Приведите отрывок текста о Якове Эльсберге между словами «Здесь надо добавить, что» и «наркому просвещения Луначарскому.» включительно, переименовав «Эльсберг» в «Шапирштейн».

- Фрагмент текста
▽

Яков Ефимович Эльсберг, настоящая фамилия Шапирштейн — советский литературовед и критик, Лауреат Сталинской премии второй степени за 1950 года родился 9 (22) мая 1901 года, в богатой еврейской семье, в городе Одесса Российской империи. Учился в Реформатской гимназии, затем на 1 и 2 курсах исторического факультета Московского университета в 1917–1919 годах, который не кончил. В 1918–22 служил в художественном отделении Моссовета. В 1922 году совершил растрату в издательстве «Круг», был в административном порядке выслан на Ленские прииски, где работал зам. редактора местной газеты «Ленский шахтёр». В 1926 году вернулся в Москву и с этого времени становится профессиональным литератором.
Здесь надо добавить, что литературой Эльсберг увлёкся довольно-таки рано. Свою первую статью он написал по просьбе своего бывшего гимназического преподавателя В.Н. Бочкарёва в семнадцать лет и посвятил её древнерусскому быту. Затем в 1920 году он подготовил брошюру «Неонародничество русской литературы», которая понравилась наркому просвещения Луначарскому.

△

- Выдержка из данных
▽

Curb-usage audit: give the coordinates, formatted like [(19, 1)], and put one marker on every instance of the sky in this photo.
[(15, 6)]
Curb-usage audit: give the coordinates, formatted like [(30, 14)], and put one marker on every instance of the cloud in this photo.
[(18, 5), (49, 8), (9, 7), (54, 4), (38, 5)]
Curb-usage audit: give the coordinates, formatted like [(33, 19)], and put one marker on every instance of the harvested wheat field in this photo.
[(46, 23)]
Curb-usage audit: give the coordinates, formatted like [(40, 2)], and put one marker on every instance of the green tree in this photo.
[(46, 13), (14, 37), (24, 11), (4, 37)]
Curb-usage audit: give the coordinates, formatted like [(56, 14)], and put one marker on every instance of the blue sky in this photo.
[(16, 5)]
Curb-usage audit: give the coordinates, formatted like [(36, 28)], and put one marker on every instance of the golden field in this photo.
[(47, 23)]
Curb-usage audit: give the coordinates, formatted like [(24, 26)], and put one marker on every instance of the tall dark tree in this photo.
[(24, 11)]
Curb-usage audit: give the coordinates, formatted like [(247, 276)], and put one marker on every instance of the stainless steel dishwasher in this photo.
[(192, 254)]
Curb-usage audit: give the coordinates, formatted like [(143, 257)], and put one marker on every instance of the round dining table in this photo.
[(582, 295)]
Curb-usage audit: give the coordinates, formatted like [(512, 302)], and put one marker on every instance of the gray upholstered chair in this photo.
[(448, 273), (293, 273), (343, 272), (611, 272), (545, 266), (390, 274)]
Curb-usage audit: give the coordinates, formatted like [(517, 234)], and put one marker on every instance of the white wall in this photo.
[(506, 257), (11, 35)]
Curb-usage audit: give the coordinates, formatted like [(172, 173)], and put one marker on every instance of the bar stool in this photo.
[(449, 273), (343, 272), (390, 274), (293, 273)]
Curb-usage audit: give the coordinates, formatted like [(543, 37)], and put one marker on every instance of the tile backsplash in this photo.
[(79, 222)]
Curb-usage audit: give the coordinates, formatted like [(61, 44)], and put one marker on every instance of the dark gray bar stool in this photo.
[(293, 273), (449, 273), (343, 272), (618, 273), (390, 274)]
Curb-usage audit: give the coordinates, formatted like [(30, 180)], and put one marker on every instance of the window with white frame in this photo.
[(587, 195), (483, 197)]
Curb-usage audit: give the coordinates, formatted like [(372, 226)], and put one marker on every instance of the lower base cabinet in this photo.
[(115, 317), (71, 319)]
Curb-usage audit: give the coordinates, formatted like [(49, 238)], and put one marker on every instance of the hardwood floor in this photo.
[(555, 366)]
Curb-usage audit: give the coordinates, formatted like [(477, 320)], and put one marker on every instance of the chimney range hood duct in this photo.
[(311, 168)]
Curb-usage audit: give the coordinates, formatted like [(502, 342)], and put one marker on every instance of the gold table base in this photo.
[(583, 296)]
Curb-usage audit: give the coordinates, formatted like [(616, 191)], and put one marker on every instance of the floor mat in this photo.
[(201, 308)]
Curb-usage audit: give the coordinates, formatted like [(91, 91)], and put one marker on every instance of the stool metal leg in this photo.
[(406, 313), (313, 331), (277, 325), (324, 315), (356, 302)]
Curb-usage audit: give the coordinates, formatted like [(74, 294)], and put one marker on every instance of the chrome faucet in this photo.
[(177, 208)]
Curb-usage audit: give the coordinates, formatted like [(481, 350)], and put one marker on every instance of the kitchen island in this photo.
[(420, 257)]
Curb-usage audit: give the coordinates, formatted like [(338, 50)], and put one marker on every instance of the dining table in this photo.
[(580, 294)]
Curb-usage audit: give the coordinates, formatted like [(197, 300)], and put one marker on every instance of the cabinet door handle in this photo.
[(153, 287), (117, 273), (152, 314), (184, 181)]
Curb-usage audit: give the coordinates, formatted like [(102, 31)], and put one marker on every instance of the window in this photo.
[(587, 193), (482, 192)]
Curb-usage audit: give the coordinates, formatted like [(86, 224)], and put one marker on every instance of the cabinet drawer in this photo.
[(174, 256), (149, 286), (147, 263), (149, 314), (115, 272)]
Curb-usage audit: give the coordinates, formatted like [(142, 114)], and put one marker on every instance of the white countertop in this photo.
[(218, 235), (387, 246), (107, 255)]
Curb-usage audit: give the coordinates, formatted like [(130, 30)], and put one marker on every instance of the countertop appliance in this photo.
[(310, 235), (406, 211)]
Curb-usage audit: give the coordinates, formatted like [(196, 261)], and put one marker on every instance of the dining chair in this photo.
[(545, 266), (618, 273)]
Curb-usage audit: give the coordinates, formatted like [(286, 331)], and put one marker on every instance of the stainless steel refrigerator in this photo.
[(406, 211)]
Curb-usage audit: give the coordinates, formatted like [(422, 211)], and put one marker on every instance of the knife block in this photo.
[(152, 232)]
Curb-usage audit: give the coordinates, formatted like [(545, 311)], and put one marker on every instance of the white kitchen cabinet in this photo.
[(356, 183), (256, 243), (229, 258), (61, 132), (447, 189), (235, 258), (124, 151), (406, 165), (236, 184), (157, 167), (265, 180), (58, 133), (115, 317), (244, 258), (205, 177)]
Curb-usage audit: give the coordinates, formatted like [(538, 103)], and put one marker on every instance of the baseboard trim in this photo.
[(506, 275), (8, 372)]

△
▽

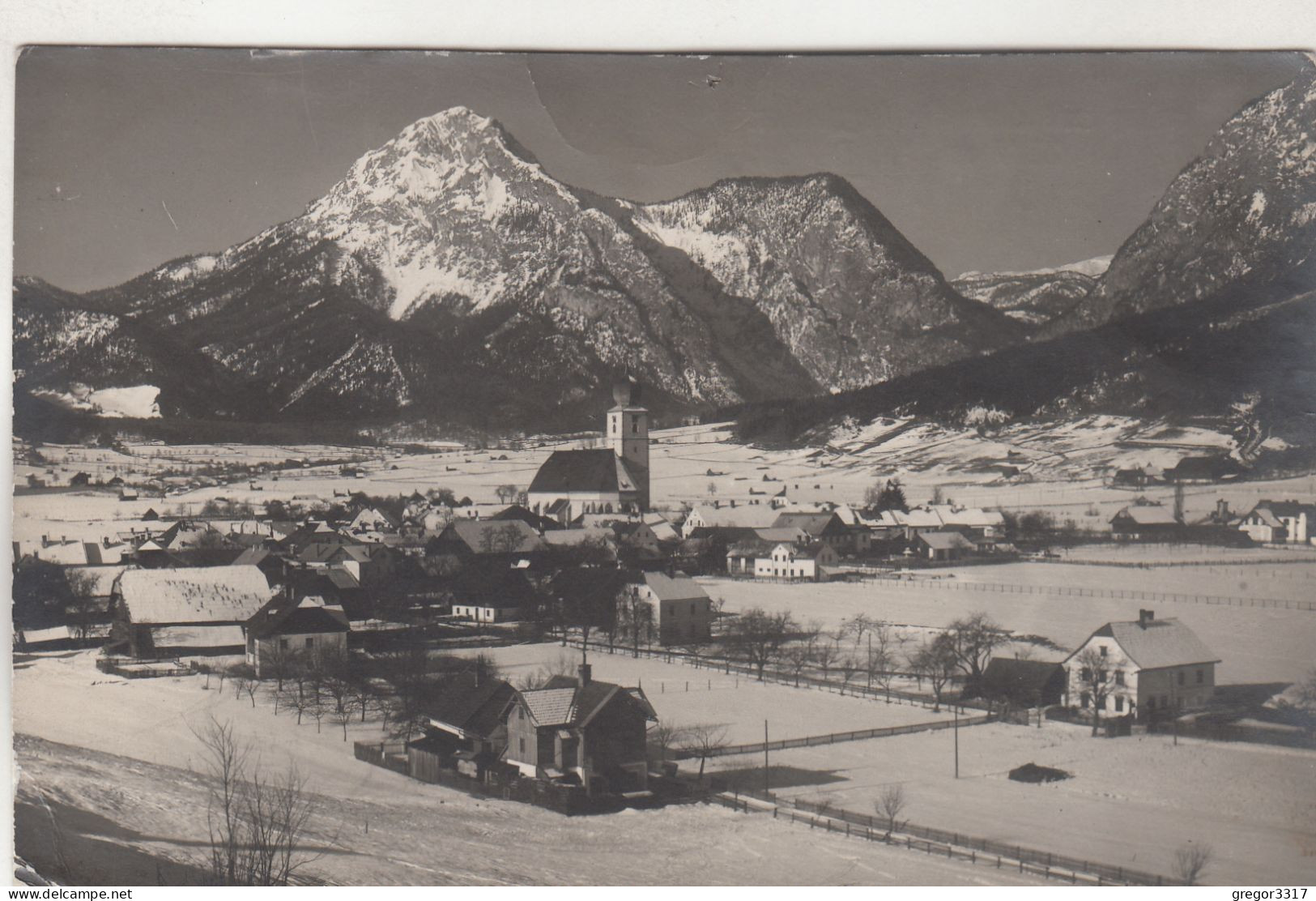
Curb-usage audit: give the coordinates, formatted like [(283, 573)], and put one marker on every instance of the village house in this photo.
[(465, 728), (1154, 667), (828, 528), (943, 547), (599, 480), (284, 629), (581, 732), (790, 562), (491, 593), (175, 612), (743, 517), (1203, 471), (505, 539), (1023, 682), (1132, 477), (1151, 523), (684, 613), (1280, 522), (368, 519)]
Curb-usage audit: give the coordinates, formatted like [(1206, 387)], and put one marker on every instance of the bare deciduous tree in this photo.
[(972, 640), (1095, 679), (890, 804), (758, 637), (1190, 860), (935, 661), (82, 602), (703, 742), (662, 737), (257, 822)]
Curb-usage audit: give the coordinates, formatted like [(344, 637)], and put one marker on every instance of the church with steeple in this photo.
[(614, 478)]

△
▽

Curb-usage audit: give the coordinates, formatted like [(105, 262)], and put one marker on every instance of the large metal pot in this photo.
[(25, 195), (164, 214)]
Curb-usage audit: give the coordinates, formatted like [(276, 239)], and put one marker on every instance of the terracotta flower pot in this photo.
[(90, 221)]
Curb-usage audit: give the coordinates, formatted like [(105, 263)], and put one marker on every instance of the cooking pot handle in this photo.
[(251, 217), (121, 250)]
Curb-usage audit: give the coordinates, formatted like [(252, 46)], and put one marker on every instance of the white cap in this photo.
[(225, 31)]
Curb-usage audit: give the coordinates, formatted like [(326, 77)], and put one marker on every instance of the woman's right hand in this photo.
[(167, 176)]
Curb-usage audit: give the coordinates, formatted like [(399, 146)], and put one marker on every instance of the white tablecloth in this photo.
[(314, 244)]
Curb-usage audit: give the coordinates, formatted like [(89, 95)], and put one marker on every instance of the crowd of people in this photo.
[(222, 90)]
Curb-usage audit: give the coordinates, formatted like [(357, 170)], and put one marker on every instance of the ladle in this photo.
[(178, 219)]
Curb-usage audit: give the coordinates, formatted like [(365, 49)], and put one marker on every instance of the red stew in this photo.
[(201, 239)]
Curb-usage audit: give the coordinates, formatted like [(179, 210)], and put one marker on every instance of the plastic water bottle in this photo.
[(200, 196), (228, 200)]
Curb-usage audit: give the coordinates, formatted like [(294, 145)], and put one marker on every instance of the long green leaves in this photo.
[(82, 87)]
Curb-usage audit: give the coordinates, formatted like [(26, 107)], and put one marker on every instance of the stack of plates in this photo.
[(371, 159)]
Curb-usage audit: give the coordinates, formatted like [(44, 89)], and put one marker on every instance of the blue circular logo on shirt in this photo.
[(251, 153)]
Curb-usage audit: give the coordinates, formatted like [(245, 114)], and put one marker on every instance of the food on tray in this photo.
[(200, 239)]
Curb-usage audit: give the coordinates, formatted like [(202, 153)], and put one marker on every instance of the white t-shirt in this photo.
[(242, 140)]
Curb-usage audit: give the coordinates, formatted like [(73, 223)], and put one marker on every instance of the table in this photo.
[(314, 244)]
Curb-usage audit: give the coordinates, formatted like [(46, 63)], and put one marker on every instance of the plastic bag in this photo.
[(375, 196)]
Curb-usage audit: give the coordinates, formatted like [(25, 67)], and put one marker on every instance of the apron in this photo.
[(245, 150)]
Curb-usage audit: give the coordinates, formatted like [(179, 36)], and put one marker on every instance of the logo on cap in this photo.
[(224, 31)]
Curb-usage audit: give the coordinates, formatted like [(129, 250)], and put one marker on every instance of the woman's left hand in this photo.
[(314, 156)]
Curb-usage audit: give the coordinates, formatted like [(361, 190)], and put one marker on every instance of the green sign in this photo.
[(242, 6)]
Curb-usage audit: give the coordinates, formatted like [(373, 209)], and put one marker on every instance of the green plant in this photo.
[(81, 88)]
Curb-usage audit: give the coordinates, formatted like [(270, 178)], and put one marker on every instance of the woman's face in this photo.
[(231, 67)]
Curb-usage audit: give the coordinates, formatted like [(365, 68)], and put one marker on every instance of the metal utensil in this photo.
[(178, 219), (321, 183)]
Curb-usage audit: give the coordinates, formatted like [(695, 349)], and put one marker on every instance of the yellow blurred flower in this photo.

△

- Результат выполнения
Здесь надо добавить, что литературой Шапирштейн увлёкся довольно-таки рано. Свою первую статью он написал по просьбе своего бывшего гимназического преподавателя В.Н. Бочкарёва в семнадцать лет и посвятил её древнерусскому быту. Затем в 1920 году он подготовил брошюру «Неонародничество русской литературы», которая понравилась наркому просвещения Луначарскому.